The records need to be set down again exactly as they appear.

── Study material ──

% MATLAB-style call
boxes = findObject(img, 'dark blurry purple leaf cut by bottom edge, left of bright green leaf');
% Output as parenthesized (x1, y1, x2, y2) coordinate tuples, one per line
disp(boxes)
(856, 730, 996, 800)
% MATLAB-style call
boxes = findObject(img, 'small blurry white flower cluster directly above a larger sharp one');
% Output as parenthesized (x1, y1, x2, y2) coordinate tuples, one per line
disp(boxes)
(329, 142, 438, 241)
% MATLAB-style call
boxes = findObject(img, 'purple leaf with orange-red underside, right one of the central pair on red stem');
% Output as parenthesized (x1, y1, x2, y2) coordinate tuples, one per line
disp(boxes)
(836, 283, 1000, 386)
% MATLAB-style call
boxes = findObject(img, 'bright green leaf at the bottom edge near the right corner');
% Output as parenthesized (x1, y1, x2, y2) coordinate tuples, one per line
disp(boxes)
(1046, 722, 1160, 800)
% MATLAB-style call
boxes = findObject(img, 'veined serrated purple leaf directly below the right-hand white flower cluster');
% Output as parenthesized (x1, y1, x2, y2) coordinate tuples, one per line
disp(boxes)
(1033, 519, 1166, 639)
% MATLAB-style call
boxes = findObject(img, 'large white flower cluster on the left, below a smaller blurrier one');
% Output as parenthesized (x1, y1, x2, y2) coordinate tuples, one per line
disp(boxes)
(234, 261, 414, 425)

───

• **Written response**:
% MATLAB-style call
boxes = findObject(img, 'dark blurry purple leaf cut by bottom edge, left of bright green leaf');
% Output as parenthesized (x1, y1, x2, y2) coordinate tuples, one per line
disp(boxes)
(856, 730, 996, 800)
% MATLAB-style call
boxes = findObject(img, 'small blurry white flower cluster directly above a larger sharp one');
% Output as parenthesized (x1, y1, x2, y2) coordinate tuples, one per line
disp(boxes)
(329, 142, 438, 241)
% MATLAB-style call
boxes = findObject(img, 'purple leaf with orange-red underside, right one of the central pair on red stem');
% Output as parenthesized (x1, y1, x2, y2) coordinate tuples, one per line
disp(boxes)
(836, 283, 1000, 386)
% MATLAB-style call
boxes = findObject(img, 'bright green leaf at the bottom edge near the right corner');
% Output as parenthesized (x1, y1, x2, y2) coordinate tuples, one per line
disp(boxes)
(1046, 722, 1160, 800)
% MATLAB-style call
boxes = findObject(img, 'veined serrated purple leaf directly below the right-hand white flower cluster');
% Output as parenthesized (x1, y1, x2, y2) coordinate tuples, one per line
disp(boxes)
(1033, 519, 1166, 639)
% MATLAB-style call
boxes = findObject(img, 'large white flower cluster on the left, below a smaller blurrier one');
% Output as parenthesized (x1, y1, x2, y2) coordinate tuples, one per line
disp(boxes)
(234, 261, 414, 425)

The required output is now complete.